* Problem requirements:
Please retype the data below in full.

── Material supplied

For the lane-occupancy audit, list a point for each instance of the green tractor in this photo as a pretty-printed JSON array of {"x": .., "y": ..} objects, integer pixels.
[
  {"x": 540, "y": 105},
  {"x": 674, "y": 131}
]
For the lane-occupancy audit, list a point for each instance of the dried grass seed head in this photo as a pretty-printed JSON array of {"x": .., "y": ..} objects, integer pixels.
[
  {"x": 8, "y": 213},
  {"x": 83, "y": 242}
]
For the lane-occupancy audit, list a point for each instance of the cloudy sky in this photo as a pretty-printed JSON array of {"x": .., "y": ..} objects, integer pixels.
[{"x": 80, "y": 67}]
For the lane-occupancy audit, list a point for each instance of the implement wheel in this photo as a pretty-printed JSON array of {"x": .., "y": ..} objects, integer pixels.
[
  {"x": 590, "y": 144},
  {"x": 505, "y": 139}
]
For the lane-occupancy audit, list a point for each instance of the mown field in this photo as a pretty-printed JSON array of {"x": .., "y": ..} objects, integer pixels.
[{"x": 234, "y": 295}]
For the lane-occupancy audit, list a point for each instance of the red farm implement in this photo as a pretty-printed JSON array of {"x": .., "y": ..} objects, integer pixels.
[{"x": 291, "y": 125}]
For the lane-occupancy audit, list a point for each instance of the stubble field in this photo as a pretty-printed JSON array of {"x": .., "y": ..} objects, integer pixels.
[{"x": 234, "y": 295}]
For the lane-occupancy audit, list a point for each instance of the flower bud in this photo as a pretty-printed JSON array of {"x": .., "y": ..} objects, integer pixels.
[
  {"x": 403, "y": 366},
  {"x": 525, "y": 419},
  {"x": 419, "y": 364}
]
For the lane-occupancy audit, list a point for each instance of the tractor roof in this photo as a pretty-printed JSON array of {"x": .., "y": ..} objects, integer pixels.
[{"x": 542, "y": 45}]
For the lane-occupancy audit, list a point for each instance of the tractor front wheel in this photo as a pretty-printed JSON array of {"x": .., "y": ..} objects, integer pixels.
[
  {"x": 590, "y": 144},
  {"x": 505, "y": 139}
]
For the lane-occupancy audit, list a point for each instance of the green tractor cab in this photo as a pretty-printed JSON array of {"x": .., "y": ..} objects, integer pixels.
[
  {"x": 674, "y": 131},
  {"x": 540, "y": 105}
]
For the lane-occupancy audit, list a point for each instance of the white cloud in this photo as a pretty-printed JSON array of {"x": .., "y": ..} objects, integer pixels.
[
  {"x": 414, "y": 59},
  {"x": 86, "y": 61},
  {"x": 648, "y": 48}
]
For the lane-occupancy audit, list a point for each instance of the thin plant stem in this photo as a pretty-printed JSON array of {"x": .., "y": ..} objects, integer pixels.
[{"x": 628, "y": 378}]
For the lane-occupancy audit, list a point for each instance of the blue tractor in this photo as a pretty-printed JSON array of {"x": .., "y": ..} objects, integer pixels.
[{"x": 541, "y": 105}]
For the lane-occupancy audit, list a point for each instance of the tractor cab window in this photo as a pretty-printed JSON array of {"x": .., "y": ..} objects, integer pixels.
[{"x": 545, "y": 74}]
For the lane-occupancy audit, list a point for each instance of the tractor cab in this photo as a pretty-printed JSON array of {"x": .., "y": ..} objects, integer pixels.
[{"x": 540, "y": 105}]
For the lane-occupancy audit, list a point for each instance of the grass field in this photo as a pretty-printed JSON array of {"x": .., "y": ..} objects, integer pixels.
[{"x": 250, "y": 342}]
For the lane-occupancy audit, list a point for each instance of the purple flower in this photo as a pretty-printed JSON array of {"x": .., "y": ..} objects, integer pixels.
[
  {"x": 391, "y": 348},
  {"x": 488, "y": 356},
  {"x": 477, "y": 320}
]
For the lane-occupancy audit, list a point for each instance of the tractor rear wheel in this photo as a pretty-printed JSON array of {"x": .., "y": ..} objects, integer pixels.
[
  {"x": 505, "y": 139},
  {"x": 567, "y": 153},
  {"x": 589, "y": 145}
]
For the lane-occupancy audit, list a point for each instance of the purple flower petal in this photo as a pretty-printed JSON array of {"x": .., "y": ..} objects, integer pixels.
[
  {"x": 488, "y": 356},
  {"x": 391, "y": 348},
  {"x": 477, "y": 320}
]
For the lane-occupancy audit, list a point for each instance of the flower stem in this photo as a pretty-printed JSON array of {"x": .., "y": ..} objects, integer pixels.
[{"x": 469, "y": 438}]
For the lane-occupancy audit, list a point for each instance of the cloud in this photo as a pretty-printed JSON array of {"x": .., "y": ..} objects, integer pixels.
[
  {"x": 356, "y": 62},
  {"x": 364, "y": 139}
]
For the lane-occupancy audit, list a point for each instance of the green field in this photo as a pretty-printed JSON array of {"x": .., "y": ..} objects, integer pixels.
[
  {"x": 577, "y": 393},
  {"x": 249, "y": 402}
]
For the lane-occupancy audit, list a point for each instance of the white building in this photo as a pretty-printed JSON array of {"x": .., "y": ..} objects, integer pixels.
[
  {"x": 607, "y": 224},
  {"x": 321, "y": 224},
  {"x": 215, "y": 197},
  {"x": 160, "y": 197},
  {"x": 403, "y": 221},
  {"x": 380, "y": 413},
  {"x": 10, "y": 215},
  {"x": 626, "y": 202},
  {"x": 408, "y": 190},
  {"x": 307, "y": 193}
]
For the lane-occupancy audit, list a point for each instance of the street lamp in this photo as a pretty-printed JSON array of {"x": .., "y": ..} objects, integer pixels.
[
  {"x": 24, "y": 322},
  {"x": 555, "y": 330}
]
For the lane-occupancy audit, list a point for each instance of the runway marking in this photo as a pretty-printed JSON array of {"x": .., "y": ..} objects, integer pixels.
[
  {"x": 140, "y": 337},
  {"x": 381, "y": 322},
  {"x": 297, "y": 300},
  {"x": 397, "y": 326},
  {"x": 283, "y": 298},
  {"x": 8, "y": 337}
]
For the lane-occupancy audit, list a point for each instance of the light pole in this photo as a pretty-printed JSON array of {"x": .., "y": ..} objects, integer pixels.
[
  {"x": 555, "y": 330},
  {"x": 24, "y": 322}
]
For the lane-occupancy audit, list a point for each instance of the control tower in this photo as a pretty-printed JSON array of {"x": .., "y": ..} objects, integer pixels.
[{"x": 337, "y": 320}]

────

* Reply to the task:
For the lane-occupancy audit, list a point for each instance of the green tractor in this photo as a pretty-printed JSON array of {"x": .., "y": ..} objects, integer pixels.
[
  {"x": 540, "y": 105},
  {"x": 674, "y": 131}
]
For the lane-occupancy audit, list a point for each instance of the dried grass seed head in this photo as a pretty-printed JSON array of {"x": .., "y": ..} objects, integer pixels.
[
  {"x": 8, "y": 213},
  {"x": 83, "y": 242}
]
For the lane-occupancy audit, list a point for each instance of the cloudy sky in this photo as a pretty-printed JSON array of {"x": .., "y": ..} objects, integer pixels.
[{"x": 80, "y": 67}]
For the lane-occupancy audit, list a point for each instance of the implement wheel in this photo as a pretty-printed JSON array of {"x": .., "y": ..} objects, integer pixels.
[
  {"x": 590, "y": 144},
  {"x": 505, "y": 139}
]
For the lane-occupancy audit, list a point for each instance of the mown field in this photo as a pretty-printed JSON array of {"x": .., "y": ..} objects, integer pixels.
[{"x": 234, "y": 295}]
For the lane-occupancy audit, list a point for each instance of the red farm implement in this photo as a pretty-printed JSON array of {"x": .., "y": ..} objects, integer pixels.
[{"x": 291, "y": 125}]
For the lane-occupancy audit, list a point for each instance of the stubble field in this photo as a pretty-printed JSON array of {"x": .., "y": ..} objects, integer pixels.
[{"x": 234, "y": 295}]
For the lane-occupancy audit, list a point for each instance of the flower bud in this photo as a pretty-printed JSON array of {"x": .., "y": ..} objects, integer pixels.
[
  {"x": 403, "y": 366},
  {"x": 525, "y": 419},
  {"x": 419, "y": 364}
]
For the lane-occupancy audit, list a point for each instance of the tractor roof in this photo as a pretty-printed JSON array of {"x": .., "y": ..} objects, integer pixels.
[{"x": 542, "y": 45}]
For the lane-occupancy audit, list a point for each instance of the tractor front wheel in this photo as a pretty-printed JSON array of {"x": .., "y": ..} objects, integer pixels.
[
  {"x": 590, "y": 144},
  {"x": 505, "y": 139}
]
For the lane-occupancy audit, list a point for each instance of the green tractor cab in this photo as a pretty-printed JSON array of {"x": .., "y": ..} objects, integer pixels.
[
  {"x": 674, "y": 131},
  {"x": 540, "y": 105}
]
For the lane-occupancy audit, list a point for each instance of the white cloud in this photo as a pretty-printed JSON array of {"x": .., "y": ..} objects, integer pixels.
[
  {"x": 414, "y": 59},
  {"x": 86, "y": 61},
  {"x": 648, "y": 48}
]
For the lane-occupancy audit, list a point for each instance of the thin plant stem in this photo as a pretty-printed JSON array of {"x": .., "y": ..} objects, integer pixels.
[{"x": 628, "y": 378}]
For the lane-occupancy audit, list a point for each instance of the blue tractor in this photo as a pretty-printed JSON array of {"x": .., "y": ..} objects, integer pixels.
[{"x": 541, "y": 105}]
For the lane-occupancy audit, list a point for each instance of the tractor cab window in this photo as a pretty-printed JSON array of {"x": .., "y": ..} objects, integer pixels.
[{"x": 545, "y": 74}]
For the lane-occupancy audit, list a point for each instance of the tractor cab in this photo as a pretty-printed JSON array of {"x": .., "y": ..} objects, integer pixels.
[{"x": 540, "y": 105}]
For the lane-occupancy audit, list a point for each instance of the grass field in this photo as a pretty-printed JSON array of {"x": .., "y": ..} objects, integer pixels.
[{"x": 250, "y": 342}]
For the lane-occupancy audit, list a point for each instance of the purple flower in this photo as a pretty-printed JSON array of {"x": .., "y": ..} objects, integer pixels.
[
  {"x": 391, "y": 348},
  {"x": 488, "y": 356},
  {"x": 477, "y": 320}
]
For the lane-occupancy audit, list a point for each instance of the tractor rear wheel in this photo as a pretty-printed JSON array of {"x": .., "y": ..} objects, integer pixels.
[
  {"x": 505, "y": 139},
  {"x": 567, "y": 153},
  {"x": 589, "y": 145}
]
For the lane-occupancy audit, list a point for each instance of the purple flower petal in this photo as a pretty-printed JSON array of {"x": .., "y": ..} objects, integer pixels.
[
  {"x": 488, "y": 356},
  {"x": 391, "y": 348},
  {"x": 477, "y": 320}
]
For the lane-occupancy audit, list a point for each instance of the flower stem in this photo as a pretty-printed JSON array of {"x": .., "y": ..} objects, integer pixels.
[{"x": 469, "y": 438}]
For the lane-occupancy audit, list a point for each instance of the cloud in this photo as a pretty-printed JSON array of {"x": .., "y": ..} objects, integer pixels.
[
  {"x": 356, "y": 62},
  {"x": 364, "y": 139}
]
For the lane-occupancy audit, list a point for each instance of the green field in this photo as a pretty-printed JSON array of {"x": .., "y": ..} objects, integer pixels.
[
  {"x": 577, "y": 393},
  {"x": 249, "y": 402}
]
For the lane-occupancy audit, list a point for each instance of the white building in this photo as a pretty-printed JSON array of {"x": .., "y": ..} objects, integer pixels.
[
  {"x": 607, "y": 224},
  {"x": 321, "y": 224},
  {"x": 215, "y": 197},
  {"x": 160, "y": 197},
  {"x": 403, "y": 221},
  {"x": 380, "y": 413},
  {"x": 10, "y": 215},
  {"x": 626, "y": 202},
  {"x": 408, "y": 190},
  {"x": 307, "y": 193}
]
For the lane-occupancy audit, list a point for each instance of the street lamp in this photo as a pretty-printed JSON array of {"x": .., "y": ..} objects, integer pixels.
[
  {"x": 24, "y": 322},
  {"x": 555, "y": 330}
]
For the lane-occupancy audit, list a point for each instance of the runway marking in this photo as a pretty-printed JSON array of {"x": .., "y": ..} objects, integer pixels.
[
  {"x": 140, "y": 337},
  {"x": 381, "y": 322},
  {"x": 297, "y": 300},
  {"x": 397, "y": 326},
  {"x": 283, "y": 298},
  {"x": 8, "y": 337}
]
For the lane-occupancy audit, list a point for each instance of the light pole in this photo as a pretty-printed JSON array of {"x": .., "y": ..} objects, integer pixels.
[
  {"x": 555, "y": 330},
  {"x": 24, "y": 322}
]
For the lane-occupancy audit, list a point for each instance of the control tower in this photo as a pretty-printed JSON array of {"x": .., "y": ..} objects, integer pixels.
[{"x": 337, "y": 320}]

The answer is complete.